Exercise material
— BEGIN —

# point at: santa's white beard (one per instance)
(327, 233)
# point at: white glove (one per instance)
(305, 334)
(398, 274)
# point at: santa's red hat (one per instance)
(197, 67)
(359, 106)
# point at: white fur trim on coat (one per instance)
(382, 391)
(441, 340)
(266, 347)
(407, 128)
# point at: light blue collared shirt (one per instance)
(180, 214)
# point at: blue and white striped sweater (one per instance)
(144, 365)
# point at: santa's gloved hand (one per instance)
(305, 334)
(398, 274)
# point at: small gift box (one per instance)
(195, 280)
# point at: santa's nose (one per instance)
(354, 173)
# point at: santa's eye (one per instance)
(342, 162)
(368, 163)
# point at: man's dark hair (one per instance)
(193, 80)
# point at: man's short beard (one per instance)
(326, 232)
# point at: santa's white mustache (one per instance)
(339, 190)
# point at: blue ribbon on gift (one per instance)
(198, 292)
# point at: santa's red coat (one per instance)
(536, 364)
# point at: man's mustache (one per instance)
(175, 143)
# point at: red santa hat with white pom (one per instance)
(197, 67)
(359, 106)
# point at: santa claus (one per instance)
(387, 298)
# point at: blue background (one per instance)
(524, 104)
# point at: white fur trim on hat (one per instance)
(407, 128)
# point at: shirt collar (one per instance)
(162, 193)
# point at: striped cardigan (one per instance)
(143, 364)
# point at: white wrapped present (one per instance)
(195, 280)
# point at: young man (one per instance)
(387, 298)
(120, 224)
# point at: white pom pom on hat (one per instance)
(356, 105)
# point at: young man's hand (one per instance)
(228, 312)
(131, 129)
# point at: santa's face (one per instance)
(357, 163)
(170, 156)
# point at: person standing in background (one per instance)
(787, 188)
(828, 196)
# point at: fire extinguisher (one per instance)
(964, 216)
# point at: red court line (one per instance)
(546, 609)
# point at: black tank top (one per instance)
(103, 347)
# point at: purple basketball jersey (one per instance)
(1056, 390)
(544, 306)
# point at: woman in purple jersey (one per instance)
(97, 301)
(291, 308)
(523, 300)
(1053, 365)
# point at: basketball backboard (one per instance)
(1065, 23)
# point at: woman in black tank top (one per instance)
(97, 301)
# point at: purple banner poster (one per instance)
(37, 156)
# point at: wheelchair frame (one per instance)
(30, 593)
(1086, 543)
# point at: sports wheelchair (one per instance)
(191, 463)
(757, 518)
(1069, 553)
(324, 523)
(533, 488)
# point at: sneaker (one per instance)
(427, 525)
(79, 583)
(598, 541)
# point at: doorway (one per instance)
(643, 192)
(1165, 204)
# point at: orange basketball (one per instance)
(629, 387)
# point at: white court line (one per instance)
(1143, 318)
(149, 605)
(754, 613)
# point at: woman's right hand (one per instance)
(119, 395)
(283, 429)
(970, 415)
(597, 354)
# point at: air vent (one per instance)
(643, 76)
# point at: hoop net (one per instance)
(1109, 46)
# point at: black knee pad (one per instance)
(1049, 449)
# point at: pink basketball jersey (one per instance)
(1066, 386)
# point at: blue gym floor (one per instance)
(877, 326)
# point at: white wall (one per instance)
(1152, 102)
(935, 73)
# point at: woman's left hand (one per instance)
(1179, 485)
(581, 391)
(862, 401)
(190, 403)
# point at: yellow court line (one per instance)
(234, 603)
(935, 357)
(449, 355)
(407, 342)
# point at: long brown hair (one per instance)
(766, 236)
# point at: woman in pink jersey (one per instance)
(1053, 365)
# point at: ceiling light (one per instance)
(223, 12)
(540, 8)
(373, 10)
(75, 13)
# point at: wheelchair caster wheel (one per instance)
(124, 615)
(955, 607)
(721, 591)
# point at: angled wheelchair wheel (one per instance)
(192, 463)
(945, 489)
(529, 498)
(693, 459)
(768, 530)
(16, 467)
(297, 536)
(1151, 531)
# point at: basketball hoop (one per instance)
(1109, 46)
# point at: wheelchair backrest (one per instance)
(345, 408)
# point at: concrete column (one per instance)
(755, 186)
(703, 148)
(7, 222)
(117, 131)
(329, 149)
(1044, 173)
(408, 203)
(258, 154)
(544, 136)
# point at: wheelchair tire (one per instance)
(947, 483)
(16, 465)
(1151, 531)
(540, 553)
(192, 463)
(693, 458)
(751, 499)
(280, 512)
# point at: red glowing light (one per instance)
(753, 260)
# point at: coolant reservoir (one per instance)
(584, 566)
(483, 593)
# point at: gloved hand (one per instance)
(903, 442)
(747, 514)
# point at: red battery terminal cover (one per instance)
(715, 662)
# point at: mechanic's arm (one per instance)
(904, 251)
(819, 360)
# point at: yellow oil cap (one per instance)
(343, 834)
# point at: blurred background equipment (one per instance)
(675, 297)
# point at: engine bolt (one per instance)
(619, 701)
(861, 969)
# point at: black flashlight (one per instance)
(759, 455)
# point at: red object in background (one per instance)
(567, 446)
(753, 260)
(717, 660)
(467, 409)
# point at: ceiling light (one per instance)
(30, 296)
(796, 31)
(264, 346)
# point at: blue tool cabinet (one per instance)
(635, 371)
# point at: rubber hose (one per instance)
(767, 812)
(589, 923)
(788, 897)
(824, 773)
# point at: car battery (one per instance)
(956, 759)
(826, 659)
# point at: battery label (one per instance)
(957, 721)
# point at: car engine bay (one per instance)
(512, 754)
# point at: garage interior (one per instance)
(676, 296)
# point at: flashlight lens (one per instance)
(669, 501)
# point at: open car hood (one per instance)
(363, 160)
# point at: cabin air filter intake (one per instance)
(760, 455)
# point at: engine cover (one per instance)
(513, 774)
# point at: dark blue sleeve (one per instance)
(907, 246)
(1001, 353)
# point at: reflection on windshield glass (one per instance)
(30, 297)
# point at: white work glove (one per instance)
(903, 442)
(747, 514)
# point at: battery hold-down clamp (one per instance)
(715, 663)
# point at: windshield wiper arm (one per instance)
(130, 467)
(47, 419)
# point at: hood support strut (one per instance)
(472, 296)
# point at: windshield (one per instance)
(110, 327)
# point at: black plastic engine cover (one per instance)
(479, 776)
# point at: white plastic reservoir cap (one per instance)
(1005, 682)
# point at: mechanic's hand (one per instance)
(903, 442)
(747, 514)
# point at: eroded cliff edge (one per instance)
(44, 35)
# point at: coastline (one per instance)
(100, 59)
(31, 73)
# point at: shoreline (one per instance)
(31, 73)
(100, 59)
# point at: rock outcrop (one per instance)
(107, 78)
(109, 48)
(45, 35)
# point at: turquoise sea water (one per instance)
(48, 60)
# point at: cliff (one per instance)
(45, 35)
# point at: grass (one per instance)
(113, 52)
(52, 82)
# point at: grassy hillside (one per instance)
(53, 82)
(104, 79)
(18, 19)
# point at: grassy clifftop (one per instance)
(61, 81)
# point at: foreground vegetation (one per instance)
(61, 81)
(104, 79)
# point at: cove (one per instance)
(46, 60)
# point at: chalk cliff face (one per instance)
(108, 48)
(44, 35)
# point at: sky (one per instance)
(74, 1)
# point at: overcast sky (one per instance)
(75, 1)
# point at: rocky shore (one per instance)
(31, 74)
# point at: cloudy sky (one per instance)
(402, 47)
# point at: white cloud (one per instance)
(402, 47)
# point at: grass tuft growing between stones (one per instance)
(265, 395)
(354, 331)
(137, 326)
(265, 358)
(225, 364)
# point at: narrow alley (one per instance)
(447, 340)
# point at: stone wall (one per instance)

— END —

Substitute "locate" for "point at" everywhere in the entries above, and write all the entries out again with nothing else changed.

# locate: santa's white beard (one per instance)
(327, 233)
# locate: white glove (one per instance)
(305, 334)
(398, 274)
# locate: santa's red hat (one per instance)
(197, 67)
(359, 106)
# locate: white fur trim on coat (one per instance)
(382, 391)
(441, 340)
(266, 347)
(407, 128)
# locate: light blue collared shirt (one per instance)
(180, 214)
# locate: blue and white striped sweater (one per instance)
(144, 365)
# locate: santa's gloved hand (one per instance)
(305, 334)
(398, 274)
# locate: small gift box (one per instance)
(195, 280)
# locate: santa's nose (one per instance)
(354, 173)
# locate: santa's eye (one per instance)
(342, 162)
(368, 163)
# locate: man's dark hair (one per instance)
(193, 80)
# locate: man's short beard (one per instance)
(326, 232)
# locate: santa's white mustache (one per instance)
(339, 190)
# locate: blue ribbon on gift (one per instance)
(198, 292)
# locate: santa's red coat (one per instance)
(536, 364)
# locate: man's mustache (one per instance)
(175, 143)
# locate: red santa hat with white pom (one per instance)
(197, 67)
(359, 106)
# locate: santa claus (one per instance)
(387, 298)
# locate: blue background (one per instance)
(524, 104)
# locate: white fur trim on hat (one per instance)
(407, 128)
# locate: shirt collar (one per instance)
(162, 193)
# locate: striped cardigan (one per instance)
(143, 364)
# locate: white wrapped present (one per instance)
(195, 280)
# locate: young man (one per instance)
(387, 298)
(120, 224)
# locate: white pom pom on hat (one per instance)
(356, 105)
# locate: young man's hand (one per instance)
(228, 312)
(131, 129)
# locate: santa's face (one per instance)
(357, 163)
(170, 156)
# locate: person standing in background (one per instance)
(787, 188)
(828, 196)
# locate: fire extinguisher (one per instance)
(964, 216)
# locate: red court line (one per instance)
(546, 609)
# locate: black tank top (one per instance)
(103, 347)
# locate: purple basketball jersey (one per instance)
(1056, 390)
(544, 306)
# locate: woman in purple jersey (one per instance)
(97, 301)
(291, 308)
(523, 300)
(1053, 365)
# locate: basketball backboard (one per instance)
(1065, 23)
# locate: woman in black tank top (one per instance)
(97, 301)
# locate: purple banner poster (one per instance)
(37, 156)
# locate: wheelchair frame (one per instance)
(30, 593)
(1086, 543)
# locate: sports wheelchair (one per instance)
(191, 463)
(757, 518)
(1069, 553)
(324, 523)
(533, 488)
# locate: sneaker (one per instance)
(427, 525)
(79, 583)
(598, 541)
# locate: doorway (one per instance)
(643, 192)
(1165, 204)
# locate: orange basketball (one per instance)
(629, 387)
# locate: white court line (one per instance)
(1143, 318)
(149, 605)
(754, 613)
# locate: woman's right hand (one per instance)
(119, 395)
(283, 429)
(970, 415)
(597, 354)
# locate: air vent (one per instance)
(643, 76)
# locate: hoop net (one per instance)
(1109, 46)
# locate: black knee pad (one per instance)
(1049, 449)
# locate: pink basketball jersey (one per instance)
(1066, 386)
# locate: blue gym floor (one per instance)
(877, 326)
# locate: white wall (one per instance)
(1152, 102)
(935, 73)
# locate: woman's left hand (one per instance)
(1179, 485)
(581, 391)
(862, 401)
(190, 403)
# locate: yellow court line (one per instance)
(234, 603)
(935, 357)
(449, 355)
(407, 342)
# locate: long brown hair (one per instance)
(766, 236)
# locate: woman in pink jersey (one per instance)
(1053, 365)
# locate: ceiling light (one per instance)
(223, 12)
(540, 8)
(373, 10)
(75, 13)
# locate: wheelchair caster wheel (one per instance)
(124, 615)
(955, 607)
(721, 591)
# locate: angled wheelchair wheel (one per instance)
(192, 463)
(945, 489)
(529, 498)
(693, 459)
(768, 530)
(16, 467)
(297, 536)
(1151, 531)
# locate: basketball hoop (one per instance)
(1109, 46)
# locate: wheelchair backrest (one per instance)
(345, 408)
# locate: concrete column (one per instance)
(755, 186)
(703, 148)
(7, 222)
(117, 131)
(329, 149)
(1044, 173)
(408, 203)
(258, 154)
(544, 136)
# locate: wheelchair tire (one per instance)
(947, 483)
(16, 465)
(1151, 531)
(540, 553)
(192, 463)
(693, 458)
(751, 499)
(280, 512)
# locate: red glowing light (one per instance)
(753, 260)
# locate: coolant reservoir (one per instance)
(584, 566)
(483, 593)
# locate: gloved hand (one per instance)
(903, 442)
(747, 514)
# locate: red battery terminal cover (one per instance)
(715, 662)
# locate: mechanic's arm (one per instance)
(904, 251)
(819, 360)
# locate: yellow oil cap (one per instance)
(343, 834)
# locate: blurred background equipment (one per instance)
(675, 297)
# locate: engine bolt (one per instance)
(619, 701)
(861, 969)
# locate: black flashlight (one per instance)
(759, 455)
# locate: red object in background (one per instance)
(567, 446)
(753, 260)
(717, 660)
(467, 409)
# locate: ceiling light (one per instance)
(30, 296)
(796, 31)
(264, 346)
# locate: blue tool cabinet (one per instance)
(635, 371)
# locate: rubber hose (one per instance)
(767, 812)
(589, 923)
(788, 897)
(824, 773)
# locate: car battery (one per instance)
(956, 759)
(826, 659)
# locate: battery label (one per instance)
(957, 721)
# locate: car engine bay (one per instance)
(512, 754)
# locate: garage interior (one per instance)
(676, 296)
# locate: flashlight lens (one per instance)
(669, 501)
# locate: open car hood (one per instance)
(363, 160)
# locate: cabin air filter intake (one per instance)
(760, 455)
# locate: engine cover (one per instance)
(513, 774)
# locate: dark blue sleeve (one per instance)
(907, 246)
(1001, 353)
# locate: reflection on windshield glass (one per instance)
(30, 297)
# locate: white work glove (one per instance)
(903, 442)
(747, 514)
# locate: battery hold-down clamp (one per instance)
(715, 663)
# locate: windshield wiper arm (one per instance)
(130, 467)
(47, 419)
# locate: hood support strut (one per instance)
(472, 296)
# locate: windshield (one per instance)
(110, 327)
# locate: black plastic engine cover (one per instance)
(479, 776)
# locate: white plastic reservoir cap (one per instance)
(1005, 682)
# locate: mechanic's hand (one per instance)
(903, 442)
(747, 514)
# locate: eroded cliff edge (one per instance)
(44, 35)
# locate: coastline (one per instance)
(100, 59)
(31, 73)
# locate: shoreline (one per instance)
(31, 73)
(100, 59)
# locate: rock outcrop (one per instance)
(107, 78)
(109, 48)
(45, 35)
# locate: turquoise sea water (one per instance)
(48, 60)
# locate: cliff (one per instance)
(45, 35)
# locate: grass (one per instance)
(113, 52)
(52, 82)
# locate: grassy hillside (one per instance)
(53, 82)
(104, 79)
(18, 19)
# locate: grassy clifftop (one per instance)
(61, 81)
# locate: foreground vegetation (one per instance)
(61, 81)
(104, 79)
# locate: cove (one per instance)
(46, 60)
# locate: chalk cliff face (one per instance)
(108, 48)
(44, 35)
# locate: sky (one per instance)
(74, 1)
# locate: overcast sky (one per instance)
(75, 1)
# locate: rocky shore (one per instance)
(31, 74)
# locate: cloudy sky (one per instance)
(402, 47)
# locate: white cloud (one per instance)
(402, 47)
# locate: grass tuft growing between stones (one per instance)
(265, 395)
(354, 331)
(137, 326)
(265, 358)
(225, 364)
# locate: narrow alley (one per instance)
(447, 340)
# locate: stone wall (one per instance)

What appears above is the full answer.